Your task: Transcribe each record exactly. Include every one.

Exercise data:
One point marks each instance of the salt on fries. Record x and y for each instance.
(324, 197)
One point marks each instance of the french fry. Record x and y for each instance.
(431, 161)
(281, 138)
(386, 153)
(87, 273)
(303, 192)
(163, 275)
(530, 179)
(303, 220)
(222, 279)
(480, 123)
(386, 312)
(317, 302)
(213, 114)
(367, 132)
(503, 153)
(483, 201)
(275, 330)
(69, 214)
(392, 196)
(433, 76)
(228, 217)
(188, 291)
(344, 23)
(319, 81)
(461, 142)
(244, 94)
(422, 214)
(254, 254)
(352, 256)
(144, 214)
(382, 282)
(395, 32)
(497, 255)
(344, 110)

Written response:
One point marks each instance of the salt on fries. Record x and y for each instance.
(324, 197)
One point marks each instance of the french fry. Record x and y for each instance.
(431, 161)
(281, 138)
(386, 153)
(87, 273)
(303, 192)
(163, 275)
(530, 179)
(303, 220)
(222, 279)
(480, 123)
(386, 312)
(317, 302)
(213, 114)
(367, 132)
(503, 153)
(483, 201)
(275, 330)
(69, 214)
(392, 196)
(433, 76)
(228, 217)
(188, 291)
(344, 23)
(319, 81)
(461, 142)
(244, 94)
(422, 214)
(254, 254)
(352, 256)
(144, 214)
(382, 282)
(395, 32)
(497, 255)
(344, 110)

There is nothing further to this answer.